* _AIM A_
Could you put the rows, from the line containing "Can you find the campaign" through the final row, into a JSON list of strings with one string per line and blank lines left out?
-- Start DOCUMENT SECTION --
Tournament of Tradition

Dec. 28, 2003

By Laurence Miedema
San Jose Mercury News

Cable Car Classic tournament director Art Santo Domingo had no idea what to expect when he and co-founder Harry Jupiter began laying the groundwork for a winter Bay Area college basketball tournament in the late 1960s.

``We were just two guys from New York who used to go to all the Warriors games and got excited about seeing some intersectional college games out here that weren't all local teams,'' Santo Domingo said. ``We thought it might be an attraction.''

It turned into tradition.

This year marks the 37th anniversary of the Cable Car Classic, which will be played Monday and Tuesday at Santa Clara's Leavey Center. This year's field includes two teams that participated in the NCAA tournament last season -- Wisconsin-Milwaukee, which faces Santa Clara in Monday's first game, and Brigham Young, which plays Idaho State.

The Cable Car Classic is the longest-running tournament in the country and has attracted some of the college's best teams, players and coaches since its inception in 1967.

In 1981, the event was won by North Carolina, which later that winter won the NCAA tournament behind James Worthy and Michael Jordan. Stanford won the Cable Car Classic in 1997 and five months later reached the Final Four.

A retro tourney

While other holiday tournaments have come and gone, the Cable Car Classic remains and has a distinct retro feel to it.

Not only hasn't the original four-team, two-round format been altered, but cable car lamps built by inmates at San Quentin prison are still the memento given to every participant.

Santo Domingo said the unique gifts, which are purchased every year from the San Quentin gift shop, tend to leave a lasting impression.

``In our third year, 1969, Bobby Knight was here with Army,'' Santo Domingo said. ``I ran into Bobby when he was still at Indiana, and he told me that when his mother passed away he made sure he got the cable car back.''

The keepsake -- and the tournament name -- were the result of a brain-storming lunch Santo Domingo, a former public relations director with the Giants, and Jupiter, a former sportswriter with the San Francisco Examiner, had in San Francisco.

As the pair left the restaurant, Santo Domingo said, they heard a cable car bell ring.

The tournament had a name and concept, but attracting the teams -- at least initially -- proved to be difficult. Santo Domingo said he called on his sportswriter contacts to put him in touch with coaches. Then it was up to Santo Domingo and Jupiter to sell the benefits of bringing teams to the West Coast in December.

``When you first start something people don't know what to think,'' Santo Domingo said. ``Nobody had every heard of the Cable Car Classic.''

The tournament got its big break -- and first marquee participant -- when 1963 NCAA Champion Loyola (Illinois) agreed to play in the inaugural Cable Car Classic.

Shaky start

The first Cable Car Classic barely attracted 3,000 fans at the San Francisco Civic Auditorium, and Santo Domingo said that is the only time he worried the event might not succeed.

The Cable Car Classic has been held at numerous venues through the years, moving from the Civic Auditorium to the Cow Palace to the Oakland Coliseum Arena and even one year at USF. But other than a three-year run at the Oakland Coliseum Arena, it has found a home at SCU since 1977.
-- End DOCUMENT SECTION --
* _AIM B_
In the article on the Cable Car Classic, what led Santo Domingo and Jupiter to start the tournament?
-- Start MATERIALS PROVIDED --
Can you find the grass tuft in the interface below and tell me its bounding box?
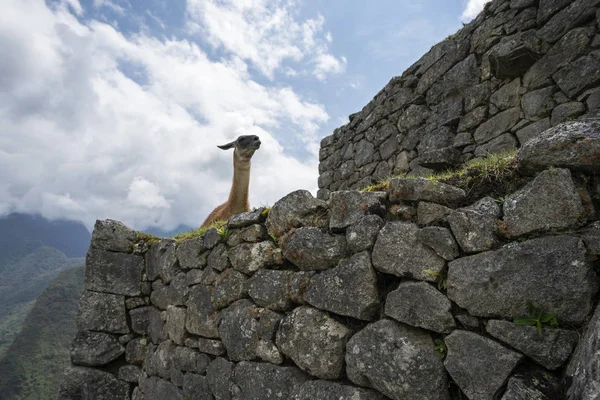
[173,219,228,244]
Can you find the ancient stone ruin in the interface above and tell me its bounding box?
[58,0,600,400]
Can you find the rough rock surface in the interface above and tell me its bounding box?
[304,252,379,320]
[277,306,352,379]
[447,236,598,324]
[485,320,579,369]
[329,191,387,231]
[504,168,584,236]
[517,121,600,172]
[444,330,523,400]
[385,282,456,333]
[372,222,446,282]
[346,320,449,400]
[566,306,600,400]
[57,367,129,400]
[71,331,125,367]
[447,197,500,253]
[290,381,385,400]
[266,190,328,237]
[234,362,308,400]
[85,248,144,296]
[389,178,466,205]
[281,227,346,271]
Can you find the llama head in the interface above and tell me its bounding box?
[217,135,260,160]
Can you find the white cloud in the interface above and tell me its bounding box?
[460,0,490,22]
[187,0,346,80]
[0,0,328,229]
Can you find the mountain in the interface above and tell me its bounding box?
[0,267,84,400]
[0,246,85,357]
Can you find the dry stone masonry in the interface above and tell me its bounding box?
[318,0,600,199]
[58,121,600,400]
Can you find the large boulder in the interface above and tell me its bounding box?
[281,227,346,271]
[447,236,598,324]
[372,222,446,282]
[304,252,379,320]
[277,306,352,379]
[485,320,579,369]
[234,361,308,400]
[517,121,600,172]
[444,330,523,400]
[291,380,385,400]
[85,248,144,296]
[566,306,600,400]
[385,282,456,333]
[346,319,449,400]
[266,190,329,237]
[504,168,585,236]
[57,366,129,400]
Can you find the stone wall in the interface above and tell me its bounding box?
[318,0,600,199]
[58,122,600,400]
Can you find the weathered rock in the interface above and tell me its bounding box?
[473,107,521,144]
[77,290,129,333]
[444,330,523,400]
[523,27,593,88]
[248,269,294,311]
[385,282,456,333]
[71,331,125,367]
[206,243,231,271]
[229,241,283,274]
[85,248,144,296]
[90,219,137,253]
[504,169,584,236]
[266,190,329,237]
[516,118,550,145]
[183,374,214,400]
[234,361,308,400]
[290,380,385,400]
[304,252,379,321]
[175,237,207,269]
[485,320,579,369]
[219,299,283,364]
[280,227,346,270]
[417,226,459,261]
[372,222,446,282]
[165,306,186,346]
[185,285,219,338]
[517,121,600,172]
[211,268,248,310]
[417,201,452,226]
[346,320,449,400]
[146,239,179,284]
[447,236,598,324]
[446,197,500,253]
[140,376,183,400]
[329,191,387,230]
[566,306,600,400]
[346,215,385,253]
[277,306,352,379]
[206,357,235,400]
[57,366,129,400]
[389,178,466,205]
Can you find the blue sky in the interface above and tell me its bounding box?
[0,0,485,229]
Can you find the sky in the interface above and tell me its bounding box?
[0,0,486,230]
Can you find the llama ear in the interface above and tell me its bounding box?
[217,141,235,150]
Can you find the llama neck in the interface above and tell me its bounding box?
[227,154,250,213]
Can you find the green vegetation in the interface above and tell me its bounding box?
[0,267,84,400]
[362,151,519,192]
[514,303,558,335]
[173,220,229,244]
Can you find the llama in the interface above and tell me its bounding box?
[202,135,260,227]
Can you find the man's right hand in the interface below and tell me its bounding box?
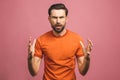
[28,37,36,59]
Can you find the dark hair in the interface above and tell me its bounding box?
[48,3,68,16]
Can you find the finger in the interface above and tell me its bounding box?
[33,39,36,46]
[28,36,32,47]
[31,39,36,55]
[87,39,93,47]
[80,41,86,53]
[87,39,93,53]
[80,41,85,48]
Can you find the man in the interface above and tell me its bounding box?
[28,3,92,80]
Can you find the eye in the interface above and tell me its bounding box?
[51,16,57,19]
[60,16,64,19]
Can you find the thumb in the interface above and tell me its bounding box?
[31,39,36,55]
[80,41,86,54]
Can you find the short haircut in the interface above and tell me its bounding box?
[48,3,68,16]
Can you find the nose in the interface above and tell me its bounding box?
[57,18,60,23]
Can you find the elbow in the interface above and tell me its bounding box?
[30,72,37,77]
[80,71,87,76]
[29,70,38,77]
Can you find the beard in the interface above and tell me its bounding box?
[52,23,65,33]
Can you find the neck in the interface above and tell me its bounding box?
[53,29,66,36]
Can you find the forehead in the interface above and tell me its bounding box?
[51,9,66,16]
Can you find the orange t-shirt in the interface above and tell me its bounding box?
[35,30,83,80]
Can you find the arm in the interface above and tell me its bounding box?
[77,40,93,76]
[28,40,41,76]
[77,55,90,76]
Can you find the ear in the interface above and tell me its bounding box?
[48,16,50,21]
[66,16,68,22]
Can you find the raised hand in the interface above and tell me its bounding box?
[28,37,36,58]
[80,40,93,54]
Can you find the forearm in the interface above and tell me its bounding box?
[28,56,40,76]
[78,55,90,76]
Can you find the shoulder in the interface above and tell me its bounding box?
[68,30,82,40]
[37,31,52,40]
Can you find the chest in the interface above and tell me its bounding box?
[42,39,78,60]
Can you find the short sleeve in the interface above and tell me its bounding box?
[76,40,84,57]
[34,39,42,58]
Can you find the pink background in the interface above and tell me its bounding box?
[0,0,120,80]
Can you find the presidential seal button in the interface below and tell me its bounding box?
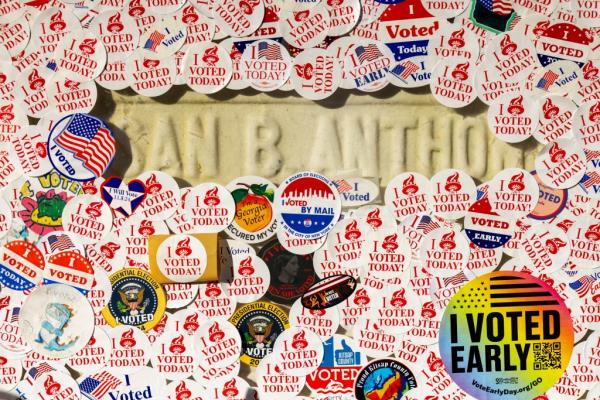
[0,240,45,291]
[102,268,166,332]
[258,240,316,304]
[48,114,116,181]
[19,284,94,359]
[229,301,289,366]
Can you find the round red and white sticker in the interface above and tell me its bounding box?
[184,183,236,233]
[67,327,112,375]
[487,168,540,219]
[193,318,242,368]
[137,171,181,221]
[573,99,600,151]
[163,283,198,308]
[327,0,361,36]
[90,10,140,62]
[353,318,400,358]
[152,331,199,380]
[256,353,306,400]
[290,48,342,100]
[163,379,209,400]
[533,95,577,144]
[485,31,540,82]
[31,7,80,58]
[62,194,113,245]
[517,224,571,274]
[429,59,477,108]
[326,217,367,269]
[423,21,479,65]
[183,42,233,94]
[53,29,106,82]
[420,227,469,278]
[280,2,331,49]
[14,65,54,119]
[289,298,340,341]
[156,235,207,283]
[206,375,256,400]
[535,138,587,189]
[212,0,265,37]
[272,326,323,376]
[240,39,292,92]
[124,49,177,97]
[194,282,237,318]
[227,254,271,303]
[384,172,432,221]
[428,169,477,220]
[139,15,187,60]
[487,93,538,143]
[568,218,600,269]
[359,230,412,280]
[32,371,81,400]
[106,325,153,374]
[43,251,94,294]
[344,39,394,92]
[276,225,327,255]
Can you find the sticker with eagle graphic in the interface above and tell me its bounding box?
[229,301,290,367]
[102,268,166,332]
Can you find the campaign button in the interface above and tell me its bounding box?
[102,268,166,332]
[19,283,94,359]
[229,301,289,366]
[48,114,116,181]
[0,240,45,291]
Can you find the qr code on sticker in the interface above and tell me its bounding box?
[533,342,561,370]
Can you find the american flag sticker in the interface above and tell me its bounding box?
[49,114,116,181]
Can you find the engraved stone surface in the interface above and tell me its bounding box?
[93,87,539,185]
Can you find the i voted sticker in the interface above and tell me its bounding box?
[156,235,207,283]
[0,240,45,291]
[274,171,341,239]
-- End MATERIALS PROVIDED --
* _CORRECT ANSWER A_
[
  "Can you find the campaign button in the interface above and tell me its bounding box?",
  "[102,268,166,332]",
  "[19,283,94,359]",
  "[229,301,289,366]",
  "[48,114,116,181]",
  "[0,240,45,291]",
  "Can you find the qr code on sticker in the interface above and tell me its bounding box?",
  "[533,342,561,370]",
  "Can you find the american flag sticker in the interface above and tell me its bounding box?",
  "[49,114,116,181]",
  "Can you find the engraved stone surface in the interface above and tell me its bounding box?",
  "[93,87,539,185]",
  "Can you find the i voted sticker in the interface above and tell me its bounding box?",
  "[156,235,207,283]",
  "[0,240,45,291]",
  "[274,171,341,239]"
]

* _CORRECT ANSWER B_
They were two New Yorkers who went to all the Warriors games and got excited about seeing intersectional college games out there that weren't all local teams. They thought such a tournament might be an attraction.